What you need to do: Render every line of the records below as a numbered list, omitting any blank lines.

Material supplied:

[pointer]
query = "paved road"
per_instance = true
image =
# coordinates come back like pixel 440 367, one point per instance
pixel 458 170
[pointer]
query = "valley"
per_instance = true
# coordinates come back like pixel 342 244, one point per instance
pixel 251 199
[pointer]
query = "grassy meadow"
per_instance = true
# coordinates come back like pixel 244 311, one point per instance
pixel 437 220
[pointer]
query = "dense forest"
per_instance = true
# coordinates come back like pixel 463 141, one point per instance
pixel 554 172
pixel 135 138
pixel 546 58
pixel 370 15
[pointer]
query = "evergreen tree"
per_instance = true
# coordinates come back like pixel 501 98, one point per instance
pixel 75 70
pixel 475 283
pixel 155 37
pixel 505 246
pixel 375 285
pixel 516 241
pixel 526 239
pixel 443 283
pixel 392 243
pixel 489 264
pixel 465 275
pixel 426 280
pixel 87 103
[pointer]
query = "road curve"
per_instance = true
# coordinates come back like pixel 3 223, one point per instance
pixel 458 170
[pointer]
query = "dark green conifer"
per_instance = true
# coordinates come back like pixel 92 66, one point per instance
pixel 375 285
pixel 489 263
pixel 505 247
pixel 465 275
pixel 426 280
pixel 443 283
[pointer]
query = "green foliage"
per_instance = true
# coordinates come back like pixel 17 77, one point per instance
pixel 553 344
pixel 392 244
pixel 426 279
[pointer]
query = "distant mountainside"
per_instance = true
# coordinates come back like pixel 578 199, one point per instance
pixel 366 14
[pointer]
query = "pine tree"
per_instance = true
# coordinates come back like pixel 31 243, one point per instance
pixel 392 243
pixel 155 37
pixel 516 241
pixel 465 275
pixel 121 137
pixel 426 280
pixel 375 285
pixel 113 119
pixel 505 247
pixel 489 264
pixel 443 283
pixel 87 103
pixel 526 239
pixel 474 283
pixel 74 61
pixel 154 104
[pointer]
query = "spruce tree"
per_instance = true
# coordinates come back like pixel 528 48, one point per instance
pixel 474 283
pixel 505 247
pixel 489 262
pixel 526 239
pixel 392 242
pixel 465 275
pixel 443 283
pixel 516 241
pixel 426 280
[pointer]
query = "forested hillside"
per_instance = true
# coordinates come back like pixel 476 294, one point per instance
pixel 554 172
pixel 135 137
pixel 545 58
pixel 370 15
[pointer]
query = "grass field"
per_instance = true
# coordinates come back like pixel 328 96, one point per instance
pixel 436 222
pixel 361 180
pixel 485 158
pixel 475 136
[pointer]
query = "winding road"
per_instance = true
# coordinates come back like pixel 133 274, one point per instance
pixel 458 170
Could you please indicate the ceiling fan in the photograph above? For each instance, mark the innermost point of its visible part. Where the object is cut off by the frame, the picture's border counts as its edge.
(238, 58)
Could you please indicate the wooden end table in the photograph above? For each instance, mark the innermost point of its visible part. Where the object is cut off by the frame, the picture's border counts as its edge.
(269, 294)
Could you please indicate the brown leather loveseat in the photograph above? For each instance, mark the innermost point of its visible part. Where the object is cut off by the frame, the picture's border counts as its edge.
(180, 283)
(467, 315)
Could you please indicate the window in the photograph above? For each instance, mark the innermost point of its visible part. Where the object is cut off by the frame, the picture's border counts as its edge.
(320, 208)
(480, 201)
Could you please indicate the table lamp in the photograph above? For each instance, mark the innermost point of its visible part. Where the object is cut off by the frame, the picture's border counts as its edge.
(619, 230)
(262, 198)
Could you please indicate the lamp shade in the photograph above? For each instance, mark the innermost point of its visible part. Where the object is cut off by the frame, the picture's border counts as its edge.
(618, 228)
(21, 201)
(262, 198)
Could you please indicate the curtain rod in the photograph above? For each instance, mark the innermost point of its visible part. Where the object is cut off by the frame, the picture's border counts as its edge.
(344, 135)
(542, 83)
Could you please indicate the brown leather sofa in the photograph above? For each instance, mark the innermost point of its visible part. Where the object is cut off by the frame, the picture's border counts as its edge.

Result of the exercise:
1. [pointer]
2. query = "paved road"
3. per_instance = true
4. image =
5. # coordinates come back like pixel 440 367, one point per instance
6. pixel 458 170
7. [pointer]
8. query = "valley"
9. per_instance = true
10. # coordinates come back like pixel 342 244, one point per instance
11. pixel 251 199
12. [pointer]
13. query = "grassy meadow"
14. per_instance = true
15. # coordinates come back like pixel 244 311, one point per instance
16. pixel 437 220
17. [pointer]
18. query = "dense forest"
19. per_instance = true
20. # coordinates come back like pixel 463 141, one point per instance
21. pixel 554 172
22. pixel 135 138
23. pixel 546 58
24. pixel 370 15
25. [pointer]
26. query = "evergreen tree"
27. per_instance = true
28. # coordinates come back like pixel 501 98, one point per instance
29. pixel 75 70
30. pixel 475 283
31. pixel 155 37
32. pixel 505 246
33. pixel 375 285
34. pixel 516 241
35. pixel 526 239
36. pixel 443 283
37. pixel 392 243
38. pixel 489 264
39. pixel 465 275
40. pixel 426 280
41. pixel 87 103
42. [pointer]
43. query = "road curve"
44. per_instance = true
45. # coordinates come back like pixel 3 223, one point per instance
46. pixel 458 170
47. [pointer]
48. query = "dark green conifer"
49. per_instance = true
50. # coordinates come back like pixel 92 66, one point per instance
51. pixel 375 285
52. pixel 489 263
53. pixel 505 247
54. pixel 465 275
55. pixel 426 280
56. pixel 443 283
57. [pointer]
58. query = "green foliage"
59. per_instance = true
60. # coordinates come back like pixel 17 77, one point per instance
61. pixel 553 344
62. pixel 392 244
63. pixel 426 279
64. [pointer]
65. query = "distant mountainside"
66. per_instance = true
67. # coordinates come back like pixel 578 199, one point per instance
68. pixel 366 14
69. [pointer]
70. query = "pine tree"
71. per_instance = true
72. # coordinates come back like pixel 31 243, one point per instance
73. pixel 392 243
74. pixel 155 37
75. pixel 516 241
76. pixel 465 275
77. pixel 121 137
78. pixel 426 280
79. pixel 375 285
80. pixel 113 119
81. pixel 505 247
82. pixel 489 264
83. pixel 443 283
84. pixel 87 103
85. pixel 526 239
86. pixel 474 283
87. pixel 74 61
88. pixel 154 104
89. [pointer]
90. query = "spruce tree"
91. per_instance = true
92. # coordinates come back like pixel 528 48, one point per instance
93. pixel 474 283
94. pixel 505 247
95. pixel 489 262
96. pixel 526 239
97. pixel 392 242
98. pixel 465 275
99. pixel 443 283
100. pixel 516 241
101. pixel 426 280
102. [pointer]
103. query = "forested hillside"
104. per_instance = true
105. # coordinates come back like pixel 476 294, one point per instance
106. pixel 554 172
107. pixel 135 137
108. pixel 545 58
109. pixel 370 15
110. [pointer]
111. query = "grass field"
112. per_instance = true
113. # coordinates come back like pixel 328 96, one point per instance
114. pixel 436 222
115. pixel 361 180
116. pixel 485 158
117. pixel 475 136
118. [pointer]
119. query = "winding road"
120. per_instance = true
121. # coordinates come back like pixel 133 274, one point per instance
122. pixel 458 170
123. Could you please indicate the ceiling fan in the photograph above? For each instance, mark the innermost point of its visible part. Where the object is cut off by the frame, the picture's border counts as its edge.
124. (238, 58)
125. Could you please indicate the wooden end table in the photograph above? For each instance, mark the innermost point of its visible part. Where the object is cut off by the frame, the picture's border counts as its edge.
126. (269, 294)
127. Could you please indicate the brown leather loveseat in the photograph above? For each instance, mark the innermost point of its visible part. Where the object is cut off by the frame, the picture's border counts as its edge.
128. (180, 283)
129. (467, 315)
130. Could you please indicate the window in the photograph above? For each instance, mark the innermost point of its visible part. Where the object is cut off by the frame, the picture's border counts as its edge.
131. (320, 208)
132. (480, 201)
133. Could you please indicate the table lamp in the photograph above? For each instance, mark the innermost point of its visible part. Where the object is cut off by the frame, the picture's border counts as its edge.
134. (619, 230)
135. (262, 198)
136. Could you please indicate the lamp shade in the photograph above? For each instance, mark the innermost point of its visible part. Where the object is cut off by the frame, the picture's border counts as its edge.
137. (618, 228)
138. (21, 201)
139. (262, 198)
140. Could you please indicate the curtain rod in the photograph above? For each instance, mark the innermost point of its visible part. Where the object is cut off by the frame, the picture's border counts as its edge.
141. (344, 135)
142. (542, 83)
143. Could you please indicate the brown leather sofa in the photograph above? For each instance, mark the innermost point of its visible part. Where the object is cut off by the frame, the picture's border counts as its edge.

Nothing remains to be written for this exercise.